══ Available records ══
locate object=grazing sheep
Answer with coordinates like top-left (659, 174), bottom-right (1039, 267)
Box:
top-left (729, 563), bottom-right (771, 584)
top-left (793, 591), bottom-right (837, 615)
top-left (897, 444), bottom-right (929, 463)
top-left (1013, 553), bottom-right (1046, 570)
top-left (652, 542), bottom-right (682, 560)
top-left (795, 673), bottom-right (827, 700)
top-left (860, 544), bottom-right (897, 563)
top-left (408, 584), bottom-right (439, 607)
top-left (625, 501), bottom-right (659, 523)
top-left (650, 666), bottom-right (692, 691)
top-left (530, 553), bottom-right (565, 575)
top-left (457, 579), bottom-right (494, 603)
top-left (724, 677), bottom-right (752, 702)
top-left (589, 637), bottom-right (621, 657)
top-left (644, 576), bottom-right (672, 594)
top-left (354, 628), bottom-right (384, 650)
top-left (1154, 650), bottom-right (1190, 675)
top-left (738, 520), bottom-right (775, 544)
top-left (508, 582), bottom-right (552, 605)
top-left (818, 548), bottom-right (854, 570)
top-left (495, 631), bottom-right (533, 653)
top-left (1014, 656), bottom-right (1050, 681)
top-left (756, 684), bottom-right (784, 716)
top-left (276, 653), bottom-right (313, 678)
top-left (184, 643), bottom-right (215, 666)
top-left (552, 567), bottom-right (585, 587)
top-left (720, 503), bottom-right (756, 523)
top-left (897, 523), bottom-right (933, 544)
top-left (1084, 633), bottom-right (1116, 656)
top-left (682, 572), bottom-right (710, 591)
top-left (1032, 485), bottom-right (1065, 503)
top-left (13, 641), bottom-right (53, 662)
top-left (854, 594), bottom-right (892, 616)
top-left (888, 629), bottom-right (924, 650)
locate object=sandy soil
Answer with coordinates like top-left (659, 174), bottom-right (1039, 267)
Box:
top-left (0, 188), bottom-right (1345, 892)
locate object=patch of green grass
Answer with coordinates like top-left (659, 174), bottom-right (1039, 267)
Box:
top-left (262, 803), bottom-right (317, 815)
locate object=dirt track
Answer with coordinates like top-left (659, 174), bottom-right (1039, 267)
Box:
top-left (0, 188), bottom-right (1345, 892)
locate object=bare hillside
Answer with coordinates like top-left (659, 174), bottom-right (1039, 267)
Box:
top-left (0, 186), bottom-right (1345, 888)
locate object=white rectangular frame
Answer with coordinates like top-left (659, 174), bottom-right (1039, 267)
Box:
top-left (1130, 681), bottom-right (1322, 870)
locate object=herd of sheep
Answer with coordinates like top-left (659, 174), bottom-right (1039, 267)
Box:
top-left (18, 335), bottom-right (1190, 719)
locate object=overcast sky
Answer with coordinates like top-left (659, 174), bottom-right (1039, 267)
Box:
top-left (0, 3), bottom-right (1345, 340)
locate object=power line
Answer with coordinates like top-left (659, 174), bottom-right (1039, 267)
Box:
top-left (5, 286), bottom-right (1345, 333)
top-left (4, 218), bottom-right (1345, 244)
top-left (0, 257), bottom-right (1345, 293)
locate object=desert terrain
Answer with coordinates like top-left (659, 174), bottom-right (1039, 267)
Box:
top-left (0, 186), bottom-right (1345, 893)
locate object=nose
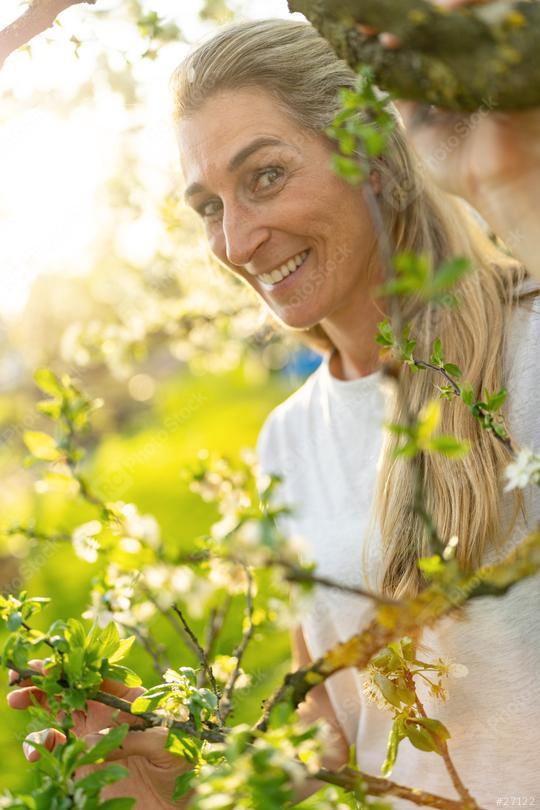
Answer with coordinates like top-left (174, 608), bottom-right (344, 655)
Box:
═══
Please reproduce the data starting at the line containing "locate object=herd of sheep" and ending at the end of the data, including that line, and offset every coordinate in the answers by adding 28. Keep the requests unchanged and leave the pictures out.

locate object=herd of sheep
Answer with coordinates like top-left (659, 174), bottom-right (1039, 267)
Box:
top-left (46, 363), bottom-right (1218, 747)
locate object=overcast sky
Answer with coordinates like top-left (659, 174), bottom-right (1039, 267)
Box:
top-left (28, 31), bottom-right (1373, 368)
locate object=power line
Answer with coordinates like top-left (659, 174), bottom-right (1039, 267)
Box:
top-left (33, 314), bottom-right (1373, 361)
top-left (32, 246), bottom-right (1373, 272)
top-left (28, 285), bottom-right (1373, 321)
locate object=desert terrain
Answer with coordinates like top-left (659, 174), bottom-right (1039, 267)
Box:
top-left (28, 214), bottom-right (1373, 921)
locate object=nose
Answer with coordinates like top-left (174, 608), bottom-right (344, 655)
Box:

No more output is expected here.